▸ **Job item**
An exact copy of every entry is what's needed, so please transcribe them all.

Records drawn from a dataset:

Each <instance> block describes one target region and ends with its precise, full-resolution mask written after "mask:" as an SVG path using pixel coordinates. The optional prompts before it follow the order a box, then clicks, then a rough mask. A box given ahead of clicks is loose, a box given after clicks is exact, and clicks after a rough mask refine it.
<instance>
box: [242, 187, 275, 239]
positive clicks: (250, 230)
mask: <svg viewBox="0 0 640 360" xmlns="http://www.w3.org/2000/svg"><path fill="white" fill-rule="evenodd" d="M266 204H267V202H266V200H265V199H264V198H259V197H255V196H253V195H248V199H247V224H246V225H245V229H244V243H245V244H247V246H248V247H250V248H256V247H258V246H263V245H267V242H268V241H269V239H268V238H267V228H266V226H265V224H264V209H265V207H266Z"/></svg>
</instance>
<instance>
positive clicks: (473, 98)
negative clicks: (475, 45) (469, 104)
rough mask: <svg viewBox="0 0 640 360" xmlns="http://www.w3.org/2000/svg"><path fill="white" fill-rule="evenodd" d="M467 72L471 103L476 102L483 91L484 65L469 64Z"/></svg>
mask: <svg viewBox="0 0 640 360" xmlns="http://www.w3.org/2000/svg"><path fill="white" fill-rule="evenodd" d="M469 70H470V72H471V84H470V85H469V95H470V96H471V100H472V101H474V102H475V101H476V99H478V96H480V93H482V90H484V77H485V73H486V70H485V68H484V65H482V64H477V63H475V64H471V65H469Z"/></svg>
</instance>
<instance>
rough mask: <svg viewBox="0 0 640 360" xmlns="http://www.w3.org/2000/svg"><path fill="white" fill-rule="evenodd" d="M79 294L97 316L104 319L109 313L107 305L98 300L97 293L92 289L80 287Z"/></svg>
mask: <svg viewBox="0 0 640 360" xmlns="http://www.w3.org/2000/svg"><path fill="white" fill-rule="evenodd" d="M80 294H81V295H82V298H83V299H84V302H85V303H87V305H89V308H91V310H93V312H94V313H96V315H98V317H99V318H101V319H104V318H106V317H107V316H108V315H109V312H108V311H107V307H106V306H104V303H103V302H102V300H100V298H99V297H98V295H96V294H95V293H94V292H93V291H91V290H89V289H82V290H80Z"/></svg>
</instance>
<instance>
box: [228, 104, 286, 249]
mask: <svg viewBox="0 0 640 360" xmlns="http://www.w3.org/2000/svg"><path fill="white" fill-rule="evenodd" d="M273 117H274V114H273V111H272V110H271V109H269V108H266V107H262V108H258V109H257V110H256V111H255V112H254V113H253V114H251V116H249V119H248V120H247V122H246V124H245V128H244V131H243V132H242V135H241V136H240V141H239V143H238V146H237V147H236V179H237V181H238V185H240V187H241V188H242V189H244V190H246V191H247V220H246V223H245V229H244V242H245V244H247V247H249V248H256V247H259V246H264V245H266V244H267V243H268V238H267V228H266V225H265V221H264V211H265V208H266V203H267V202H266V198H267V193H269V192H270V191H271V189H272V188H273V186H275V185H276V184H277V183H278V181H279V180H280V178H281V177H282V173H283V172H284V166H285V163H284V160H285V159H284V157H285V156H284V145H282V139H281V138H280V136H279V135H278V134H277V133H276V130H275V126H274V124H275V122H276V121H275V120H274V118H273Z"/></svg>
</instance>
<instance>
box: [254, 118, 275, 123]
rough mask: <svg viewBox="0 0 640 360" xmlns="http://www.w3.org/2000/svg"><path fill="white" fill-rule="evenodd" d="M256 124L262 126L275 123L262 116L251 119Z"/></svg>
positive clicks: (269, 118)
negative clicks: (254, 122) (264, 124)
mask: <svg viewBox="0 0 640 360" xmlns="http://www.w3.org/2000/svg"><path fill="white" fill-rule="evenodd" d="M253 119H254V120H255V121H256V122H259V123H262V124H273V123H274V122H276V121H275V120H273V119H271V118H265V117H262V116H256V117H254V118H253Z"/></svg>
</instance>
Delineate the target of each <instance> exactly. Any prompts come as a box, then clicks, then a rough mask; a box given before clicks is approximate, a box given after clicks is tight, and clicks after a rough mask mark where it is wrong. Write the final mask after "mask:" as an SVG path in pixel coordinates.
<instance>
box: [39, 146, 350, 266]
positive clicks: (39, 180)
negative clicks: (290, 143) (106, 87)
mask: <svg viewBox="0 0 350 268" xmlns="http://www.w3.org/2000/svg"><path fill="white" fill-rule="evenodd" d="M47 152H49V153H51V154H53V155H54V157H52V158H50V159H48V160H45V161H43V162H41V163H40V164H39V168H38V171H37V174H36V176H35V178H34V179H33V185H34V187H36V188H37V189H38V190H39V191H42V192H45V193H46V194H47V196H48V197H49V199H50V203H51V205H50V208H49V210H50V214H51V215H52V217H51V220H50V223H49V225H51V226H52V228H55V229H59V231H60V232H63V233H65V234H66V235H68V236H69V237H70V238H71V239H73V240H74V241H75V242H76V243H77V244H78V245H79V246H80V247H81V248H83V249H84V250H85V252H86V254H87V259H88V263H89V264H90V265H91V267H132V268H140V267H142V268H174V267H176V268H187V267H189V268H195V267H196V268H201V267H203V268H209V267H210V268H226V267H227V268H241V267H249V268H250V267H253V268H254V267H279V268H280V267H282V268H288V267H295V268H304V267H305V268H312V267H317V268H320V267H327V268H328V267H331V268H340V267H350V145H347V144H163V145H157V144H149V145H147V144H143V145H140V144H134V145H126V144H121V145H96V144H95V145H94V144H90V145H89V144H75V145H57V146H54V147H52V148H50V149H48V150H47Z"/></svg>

▸ **Task output**
Each <instance> block describes one target region and ends with its precise, full-resolution mask written after "mask:" as an SVG path using pixel coordinates. The optional prompts before it follow the order a box, then clicks, then a rough mask. A box given ahead of clicks is loose, a box given after clicks is exact, and clicks after a rough mask refine it.
<instance>
box: [242, 187, 275, 239]
positive clicks: (250, 230)
mask: <svg viewBox="0 0 640 360" xmlns="http://www.w3.org/2000/svg"><path fill="white" fill-rule="evenodd" d="M266 204H267V202H266V200H265V199H264V198H259V197H255V196H253V195H248V199H247V224H246V225H245V229H244V243H245V244H247V246H248V247H250V248H256V247H258V246H263V245H267V242H268V241H269V239H268V238H267V228H266V226H265V224H264V209H265V207H266Z"/></svg>
</instance>
<instance>
positive clicks: (473, 98)
negative clicks: (475, 45) (469, 104)
rough mask: <svg viewBox="0 0 640 360" xmlns="http://www.w3.org/2000/svg"><path fill="white" fill-rule="evenodd" d="M467 72L471 103L476 102L483 91L484 65L469 64Z"/></svg>
mask: <svg viewBox="0 0 640 360" xmlns="http://www.w3.org/2000/svg"><path fill="white" fill-rule="evenodd" d="M469 70H470V72H471V84H470V85H469V95H470V96H471V100H472V101H474V102H475V101H476V99H478V96H480V93H482V90H484V77H485V73H486V70H485V68H484V65H482V64H477V63H475V64H471V65H469Z"/></svg>
</instance>
<instance>
rough mask: <svg viewBox="0 0 640 360" xmlns="http://www.w3.org/2000/svg"><path fill="white" fill-rule="evenodd" d="M79 294L97 316L104 319L109 313L107 305L98 300L97 293L92 289L80 287Z"/></svg>
mask: <svg viewBox="0 0 640 360" xmlns="http://www.w3.org/2000/svg"><path fill="white" fill-rule="evenodd" d="M80 294H81V295H82V298H83V299H84V302H85V303H87V305H89V308H91V310H93V312H94V313H96V315H98V317H99V318H101V319H104V318H106V317H107V316H108V315H109V312H108V311H107V307H106V306H104V303H103V302H102V300H100V298H99V297H98V295H96V294H95V293H94V292H93V291H91V290H89V289H82V290H80Z"/></svg>
</instance>
<instance>
box: [228, 104, 286, 249]
mask: <svg viewBox="0 0 640 360" xmlns="http://www.w3.org/2000/svg"><path fill="white" fill-rule="evenodd" d="M273 117H274V114H273V111H272V110H271V109H269V108H266V107H262V108H258V109H257V110H256V111H255V112H254V113H253V114H251V116H249V119H248V120H247V122H246V124H245V128H244V131H243V132H242V135H241V136H240V141H239V143H238V146H237V147H236V179H237V181H238V185H240V187H241V188H242V189H244V190H246V191H247V220H246V223H245V229H244V242H245V244H247V247H249V248H256V247H259V246H264V245H266V244H267V243H268V238H267V228H266V225H265V221H264V211H265V208H266V203H267V202H266V198H267V193H269V192H270V191H271V189H272V188H273V186H275V185H276V184H277V183H278V181H279V180H280V178H281V177H282V173H283V172H284V166H285V163H284V160H285V159H284V157H285V156H284V145H282V139H281V138H280V136H279V135H278V134H277V133H276V130H275V126H274V124H275V122H276V121H275V120H274V118H273Z"/></svg>
</instance>
<instance>
box: [254, 118, 275, 123]
rough mask: <svg viewBox="0 0 640 360" xmlns="http://www.w3.org/2000/svg"><path fill="white" fill-rule="evenodd" d="M256 124L262 126L275 123L262 116L251 119Z"/></svg>
positive clicks: (269, 118)
negative clicks: (254, 122) (264, 124)
mask: <svg viewBox="0 0 640 360" xmlns="http://www.w3.org/2000/svg"><path fill="white" fill-rule="evenodd" d="M253 119H254V120H255V121H256V122H259V123H262V124H273V123H274V122H276V121H275V120H273V119H271V118H265V117H262V116H256V117H254V118H253Z"/></svg>
</instance>
Delineate the target of each <instance> exactly. Any prompts come as a box, then clicks, then a rough mask; a box given before clicks is approximate, a box given after clicks is tight, and clicks after a rough mask mark where it is wrong. Write the final mask after "mask:" as an SVG path in pixel coordinates.
<instance>
box: [39, 146, 350, 266]
positive clicks: (39, 180)
negative clicks: (290, 143) (106, 87)
mask: <svg viewBox="0 0 350 268" xmlns="http://www.w3.org/2000/svg"><path fill="white" fill-rule="evenodd" d="M47 152H49V153H51V154H53V155H54V157H52V158H50V159H48V160H45V161H43V162H41V163H40V164H39V168H38V171H37V174H36V176H35V178H34V179H33V185H34V187H36V188H37V189H38V190H39V191H42V192H45V193H46V194H47V196H48V197H49V199H50V203H51V205H50V208H49V210H50V214H51V215H52V217H51V220H50V223H49V225H51V226H52V228H55V229H59V231H60V232H63V233H65V234H66V235H68V236H69V237H70V238H71V239H73V240H74V241H75V242H76V243H77V244H78V245H79V246H80V247H81V248H83V249H84V250H85V252H86V254H87V259H88V263H89V264H90V265H91V267H132V268H140V267H142V268H174V267H176V268H187V267H189V268H195V267H196V268H201V267H203V268H209V267H210V268H226V267H227V268H241V267H249V268H250V267H253V268H254V267H279V268H280V267H282V268H288V267H295V268H304V267H305V268H312V267H317V268H320V267H327V268H328V267H331V268H340V267H350V145H347V144H163V145H157V144H149V145H147V144H143V145H140V144H134V145H126V144H121V145H96V144H95V145H94V144H90V145H89V144H75V145H57V146H54V147H52V148H50V149H48V150H47Z"/></svg>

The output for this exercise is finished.